Goal of the exercise: How many lines in the records below contain the string "fluffy"? Reply with the number alone.

Records for the exercise:

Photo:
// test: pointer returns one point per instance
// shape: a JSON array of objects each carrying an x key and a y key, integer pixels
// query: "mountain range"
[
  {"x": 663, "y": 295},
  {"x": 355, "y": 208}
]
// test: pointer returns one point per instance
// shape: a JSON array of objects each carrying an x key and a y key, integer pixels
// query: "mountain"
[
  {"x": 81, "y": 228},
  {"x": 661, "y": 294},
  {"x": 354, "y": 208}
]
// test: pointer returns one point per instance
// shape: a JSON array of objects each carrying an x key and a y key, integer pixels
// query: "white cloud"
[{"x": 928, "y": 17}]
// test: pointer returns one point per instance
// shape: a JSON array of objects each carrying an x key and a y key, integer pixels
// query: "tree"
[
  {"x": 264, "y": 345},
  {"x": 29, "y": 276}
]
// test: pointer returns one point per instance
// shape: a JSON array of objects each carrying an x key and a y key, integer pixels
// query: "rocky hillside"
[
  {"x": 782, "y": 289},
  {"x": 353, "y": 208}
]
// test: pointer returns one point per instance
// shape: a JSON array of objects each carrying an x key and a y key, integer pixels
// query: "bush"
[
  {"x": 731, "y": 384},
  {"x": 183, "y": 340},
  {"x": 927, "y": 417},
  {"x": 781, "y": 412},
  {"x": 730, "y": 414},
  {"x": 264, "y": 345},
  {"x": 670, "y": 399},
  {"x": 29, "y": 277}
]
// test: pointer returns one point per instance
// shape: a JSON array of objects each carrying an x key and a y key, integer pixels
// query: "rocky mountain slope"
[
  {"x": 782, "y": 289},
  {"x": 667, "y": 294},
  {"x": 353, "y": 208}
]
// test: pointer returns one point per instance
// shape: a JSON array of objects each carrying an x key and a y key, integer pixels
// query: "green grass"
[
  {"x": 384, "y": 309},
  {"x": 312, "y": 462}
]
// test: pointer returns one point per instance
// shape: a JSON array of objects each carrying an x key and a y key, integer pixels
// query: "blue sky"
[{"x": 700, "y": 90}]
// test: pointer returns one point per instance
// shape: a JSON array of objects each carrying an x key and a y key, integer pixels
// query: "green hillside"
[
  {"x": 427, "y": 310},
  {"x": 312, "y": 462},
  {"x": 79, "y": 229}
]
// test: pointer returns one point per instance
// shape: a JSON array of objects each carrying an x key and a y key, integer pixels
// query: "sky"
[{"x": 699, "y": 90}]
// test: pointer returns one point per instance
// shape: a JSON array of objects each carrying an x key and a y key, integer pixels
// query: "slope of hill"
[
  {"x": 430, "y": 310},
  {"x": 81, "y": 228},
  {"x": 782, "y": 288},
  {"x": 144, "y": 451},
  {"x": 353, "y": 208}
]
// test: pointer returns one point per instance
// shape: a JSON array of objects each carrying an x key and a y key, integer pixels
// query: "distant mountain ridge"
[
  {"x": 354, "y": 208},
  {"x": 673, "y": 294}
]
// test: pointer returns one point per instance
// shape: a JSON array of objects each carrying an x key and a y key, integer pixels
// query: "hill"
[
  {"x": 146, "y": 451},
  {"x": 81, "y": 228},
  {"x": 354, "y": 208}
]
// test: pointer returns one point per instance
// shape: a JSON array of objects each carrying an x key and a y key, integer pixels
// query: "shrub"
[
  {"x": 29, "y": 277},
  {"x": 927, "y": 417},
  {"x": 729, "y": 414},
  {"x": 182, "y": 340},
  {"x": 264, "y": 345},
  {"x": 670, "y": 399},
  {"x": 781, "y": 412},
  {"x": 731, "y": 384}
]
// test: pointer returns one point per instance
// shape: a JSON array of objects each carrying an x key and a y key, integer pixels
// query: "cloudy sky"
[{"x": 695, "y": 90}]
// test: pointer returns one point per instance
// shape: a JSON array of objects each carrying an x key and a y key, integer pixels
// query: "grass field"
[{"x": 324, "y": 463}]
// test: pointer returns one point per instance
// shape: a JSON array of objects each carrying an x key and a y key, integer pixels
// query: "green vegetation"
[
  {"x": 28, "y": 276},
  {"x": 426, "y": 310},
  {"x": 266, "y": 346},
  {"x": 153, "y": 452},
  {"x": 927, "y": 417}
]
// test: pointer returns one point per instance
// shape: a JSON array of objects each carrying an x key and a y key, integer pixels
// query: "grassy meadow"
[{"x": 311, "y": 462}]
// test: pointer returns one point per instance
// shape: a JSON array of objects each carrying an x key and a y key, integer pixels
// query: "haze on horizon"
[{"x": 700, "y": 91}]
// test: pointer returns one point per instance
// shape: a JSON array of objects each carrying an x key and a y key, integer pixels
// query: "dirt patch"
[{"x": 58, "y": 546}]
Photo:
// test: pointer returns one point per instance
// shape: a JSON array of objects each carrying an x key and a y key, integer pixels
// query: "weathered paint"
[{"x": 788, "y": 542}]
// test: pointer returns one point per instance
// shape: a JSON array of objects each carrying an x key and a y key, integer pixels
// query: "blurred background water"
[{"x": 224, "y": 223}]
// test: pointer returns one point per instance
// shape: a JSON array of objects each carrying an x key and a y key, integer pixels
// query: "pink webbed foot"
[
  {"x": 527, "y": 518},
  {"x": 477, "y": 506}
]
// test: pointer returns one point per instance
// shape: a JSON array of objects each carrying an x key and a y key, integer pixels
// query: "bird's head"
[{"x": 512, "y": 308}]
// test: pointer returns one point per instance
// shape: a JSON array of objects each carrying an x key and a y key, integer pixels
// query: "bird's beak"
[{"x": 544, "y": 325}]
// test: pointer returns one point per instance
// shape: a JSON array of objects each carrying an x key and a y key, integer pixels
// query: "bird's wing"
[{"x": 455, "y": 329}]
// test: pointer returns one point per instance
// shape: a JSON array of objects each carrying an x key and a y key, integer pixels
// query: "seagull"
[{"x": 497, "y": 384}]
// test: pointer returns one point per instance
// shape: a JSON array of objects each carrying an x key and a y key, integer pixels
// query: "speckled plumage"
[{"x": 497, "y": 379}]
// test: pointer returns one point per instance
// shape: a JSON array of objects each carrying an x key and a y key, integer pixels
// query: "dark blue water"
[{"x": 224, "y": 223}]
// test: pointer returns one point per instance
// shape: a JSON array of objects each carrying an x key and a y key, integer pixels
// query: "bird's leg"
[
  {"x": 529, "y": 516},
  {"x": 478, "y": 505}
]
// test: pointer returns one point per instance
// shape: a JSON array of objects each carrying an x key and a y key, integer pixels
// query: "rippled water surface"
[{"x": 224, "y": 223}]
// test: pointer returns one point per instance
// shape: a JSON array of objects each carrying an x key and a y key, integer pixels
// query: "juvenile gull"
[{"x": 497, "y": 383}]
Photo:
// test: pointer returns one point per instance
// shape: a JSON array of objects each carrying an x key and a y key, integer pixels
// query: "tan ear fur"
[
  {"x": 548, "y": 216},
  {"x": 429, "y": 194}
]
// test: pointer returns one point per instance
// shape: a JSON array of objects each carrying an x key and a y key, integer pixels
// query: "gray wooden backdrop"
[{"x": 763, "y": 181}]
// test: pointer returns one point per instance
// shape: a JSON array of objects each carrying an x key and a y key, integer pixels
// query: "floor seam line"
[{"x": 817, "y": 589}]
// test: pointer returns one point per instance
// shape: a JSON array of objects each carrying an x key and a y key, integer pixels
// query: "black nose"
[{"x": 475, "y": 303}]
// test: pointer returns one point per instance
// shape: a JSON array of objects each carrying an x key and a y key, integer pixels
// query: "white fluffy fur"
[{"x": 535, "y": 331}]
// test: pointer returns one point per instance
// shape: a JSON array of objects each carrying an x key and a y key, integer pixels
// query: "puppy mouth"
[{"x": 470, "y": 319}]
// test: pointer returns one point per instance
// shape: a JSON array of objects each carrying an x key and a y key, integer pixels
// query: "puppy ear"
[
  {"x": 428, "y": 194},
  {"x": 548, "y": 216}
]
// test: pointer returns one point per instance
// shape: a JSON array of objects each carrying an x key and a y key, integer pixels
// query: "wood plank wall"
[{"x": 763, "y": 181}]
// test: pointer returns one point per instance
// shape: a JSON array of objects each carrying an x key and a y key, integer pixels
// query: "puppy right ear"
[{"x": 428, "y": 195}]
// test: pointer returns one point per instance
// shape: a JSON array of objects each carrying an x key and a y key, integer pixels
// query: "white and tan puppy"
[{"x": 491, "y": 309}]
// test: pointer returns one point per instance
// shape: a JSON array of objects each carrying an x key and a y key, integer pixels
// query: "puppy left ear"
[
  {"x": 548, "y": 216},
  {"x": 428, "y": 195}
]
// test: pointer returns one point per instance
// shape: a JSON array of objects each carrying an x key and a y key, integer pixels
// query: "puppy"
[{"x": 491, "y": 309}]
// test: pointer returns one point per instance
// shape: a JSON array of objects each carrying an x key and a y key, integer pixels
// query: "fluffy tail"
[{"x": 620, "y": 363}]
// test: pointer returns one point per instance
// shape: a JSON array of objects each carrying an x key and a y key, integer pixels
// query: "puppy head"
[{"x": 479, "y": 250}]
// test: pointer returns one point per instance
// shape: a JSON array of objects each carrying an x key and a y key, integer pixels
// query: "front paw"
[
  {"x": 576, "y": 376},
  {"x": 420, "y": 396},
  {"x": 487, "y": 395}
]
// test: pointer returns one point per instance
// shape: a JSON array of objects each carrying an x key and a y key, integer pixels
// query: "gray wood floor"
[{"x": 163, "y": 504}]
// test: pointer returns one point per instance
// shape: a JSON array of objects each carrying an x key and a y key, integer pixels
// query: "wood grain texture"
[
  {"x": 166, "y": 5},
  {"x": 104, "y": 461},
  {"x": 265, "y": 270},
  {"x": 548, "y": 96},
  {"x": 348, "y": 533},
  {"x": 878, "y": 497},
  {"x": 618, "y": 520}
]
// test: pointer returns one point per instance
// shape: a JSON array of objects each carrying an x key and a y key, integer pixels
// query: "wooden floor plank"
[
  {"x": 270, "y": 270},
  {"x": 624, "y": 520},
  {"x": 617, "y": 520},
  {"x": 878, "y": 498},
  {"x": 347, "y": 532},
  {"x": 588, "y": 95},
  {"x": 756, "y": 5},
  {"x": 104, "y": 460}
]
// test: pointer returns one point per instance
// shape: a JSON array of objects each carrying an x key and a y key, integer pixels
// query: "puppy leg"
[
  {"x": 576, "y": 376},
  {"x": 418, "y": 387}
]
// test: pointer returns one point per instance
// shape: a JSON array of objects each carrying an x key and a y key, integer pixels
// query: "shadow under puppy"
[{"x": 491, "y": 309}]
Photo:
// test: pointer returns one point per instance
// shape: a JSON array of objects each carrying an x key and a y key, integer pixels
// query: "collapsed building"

Solved exercise: 2